FRAGMENTO SELECCIONADO:
+===+

68,4

De acuerdo al informe recientemente publicado por el Banco Mundial sobre los efectos distributivos de la reforma tributaria, el coeficiente de Gini de ingresos individuales en Chile es de 68,4.
El indicador mide cuán desigual es la distribución de ingresos: si el coeficiente es 0, entonces los ingresos que produce un país se distribuyen en partes iguales entre sus ciudadanos, y si en el extremo opuesto es 100, entonces una sola persona se lo lleva todo.
De acuerdo a la encuesta CASEN de 2013, el Gini de ingresos per cápita es de 50,4. En un ranking de 128 países, este índice coloca a Chile en el puesto 19 de las economías más desiguales del mundo.
Las encuestas de hogares como la CASEN, fuente tradicional de la medición de desigualdad en el mundo, tienen limitaciones importantes para estos efectos. En particular tienen dificultad para registrar los ingresos de las personas de más altos recursos. De hecho, la CASEN apenas captura un 21% de los ingresos de la propiedad que reporta Cuentas Nacionales.
El coeficiente de 68,4 se obtiene luego de reestimar la distribución de ingresos usando información tanto de la CASEN, como de los reportes tributarios del SII. El dato representa la desigualdad de todos los ingresos, laborales y del capital, producidos el 2013, sin importar si las utilidades de las empresas fueron repartidas o no. Si solo se consideran las utilidades distribuidas por las empresas a sus dueños, el Gini sería igual a 59.
Si bien no existe información comparable para otros países, un índice tan alto debiese ser motivo de preocupación. A mi juicio, el riesgo sobre el funcionamiento de la democracia es uno de los problemas más graves que trae una desigualdad tan extrema.
En efecto, la riqueza puede comprar poder, influencia política, campañas electorales, medios de comunicación, centros de pensamiento e ideas, en general. Las personas más ricas tienen así la posibilidad de «adquirir» las políticas que más les favorezcan.
Por ello es que la desigualdad debe ser enfrentada no solo «por abajo» a través de un gasto social focalizado que transfiera recursos a las familias de menores ingresos. También debe ser enfrentada «por arriba» con una diversidad de herramientas que pongan límite a la distancia entre los que están en la parte más alta de la distribución y los demás.
Un instrumento son los impuestos progresivos. Por cierto, estos tienen efectos sobre el comportamiento de personas y empresas: afectan sus decisiones de ahorro, trabajo e inversión. Pero, de acuerdo a una amplia literatura académica, los efectos de los impuestos guardan mucha mayor relación con la forma en que personas y empresas organizan su actividad y reportan sus ingresos, que con una reducción en su actividad productiva real.

+===+

INFORMACIÓN:
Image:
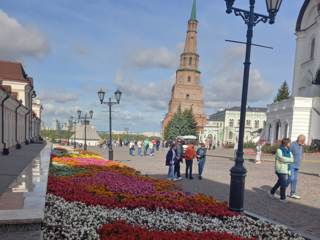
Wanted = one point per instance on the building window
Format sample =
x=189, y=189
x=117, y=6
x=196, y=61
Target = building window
x=312, y=48
x=231, y=123
x=14, y=95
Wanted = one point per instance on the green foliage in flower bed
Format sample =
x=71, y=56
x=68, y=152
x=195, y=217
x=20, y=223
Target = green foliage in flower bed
x=60, y=171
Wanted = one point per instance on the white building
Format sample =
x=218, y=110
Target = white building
x=301, y=113
x=223, y=126
x=19, y=122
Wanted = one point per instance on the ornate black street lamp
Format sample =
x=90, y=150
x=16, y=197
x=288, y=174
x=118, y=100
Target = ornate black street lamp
x=85, y=119
x=251, y=19
x=74, y=122
x=110, y=103
x=33, y=95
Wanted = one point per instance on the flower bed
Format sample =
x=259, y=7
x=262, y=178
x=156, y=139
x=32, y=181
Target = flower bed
x=90, y=198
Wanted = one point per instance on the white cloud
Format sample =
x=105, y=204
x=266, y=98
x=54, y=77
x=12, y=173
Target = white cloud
x=17, y=41
x=58, y=96
x=153, y=95
x=153, y=58
x=226, y=87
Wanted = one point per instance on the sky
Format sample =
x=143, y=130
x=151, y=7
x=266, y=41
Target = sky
x=73, y=48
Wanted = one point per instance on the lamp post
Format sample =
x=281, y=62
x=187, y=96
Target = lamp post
x=85, y=118
x=33, y=95
x=74, y=124
x=251, y=19
x=110, y=103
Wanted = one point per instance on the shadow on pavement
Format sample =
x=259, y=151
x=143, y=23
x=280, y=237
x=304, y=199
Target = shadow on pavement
x=301, y=218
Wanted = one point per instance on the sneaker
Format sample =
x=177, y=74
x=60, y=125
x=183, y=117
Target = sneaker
x=271, y=195
x=295, y=196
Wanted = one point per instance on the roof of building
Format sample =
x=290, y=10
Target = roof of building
x=249, y=109
x=92, y=134
x=13, y=71
x=194, y=11
x=301, y=15
x=220, y=115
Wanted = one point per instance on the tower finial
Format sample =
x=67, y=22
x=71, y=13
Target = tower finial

+===+

EL PROBLEMA:
Escriba la continuación del fragmento sobre la desigualdad de ingresos en Chile, a partir de su última oración.

RESPUESTA:
En otras palabras, se puede reducir la desigualdad vía impuestos progresivos, minimizando los efectos adversos sobre la economía, si se cierran tratos preferenciales que invitan a la elusión y evasión. La reforma tributaria avanzó en algunas dimensiones, por ejemplo, eliminando regímenes como el 14 bis y 14 quáter, y puede avanzar aún más simplificando y reduciendo las posibilidades de reportar los mismos ingresos de formas diversas.
Un segundo conjunto de herramientas es la regulación económica. La colusión, el uso indebido de información privilegiada, el desconocimiento de los derechos de los consumidores e infracciones en contra de accionistas minoritarios permiten a unos pocos enriquecerse de manera ilícita, afectando a la vez la confianza en los mercados.
Así, si una regulación económica débil explica en parte el retorno a la riqueza de quienes están en los tramos superiores de la distribución, entonces es necesario revisar tanto la regulación como las capacidades fiscalizadoras de los organismos que supervisan conductas de mercado.
En este sentido, los proyectos de libre competencia, de protección al consumidor y de Comisión de Valores que se discuten hoy en el Congreso pueden resultar esenciales en reducir la enorme brecha de ingresos observada.
Finalmente, es crucial rediseñar el sistema de financiamiento de la política para que sea transparente, con límites claros y sanciones efectivas. Los proyectos de ley de partidos políticos y de financiamiento de la política en discusión deben ir acompañados de una nueva institucionalidad para el Servel que asegure su eficacia e imparcialidad, y que pueda incluso dar fe de la democracia al interior de los partidos.
Solo separando lo más posible la política del dinero podremos evitar que la desigualdad económica se transforme en desigualdad política y que luego se retroalimente. Una democracia sólida no es compatible con una extrema desigualdad.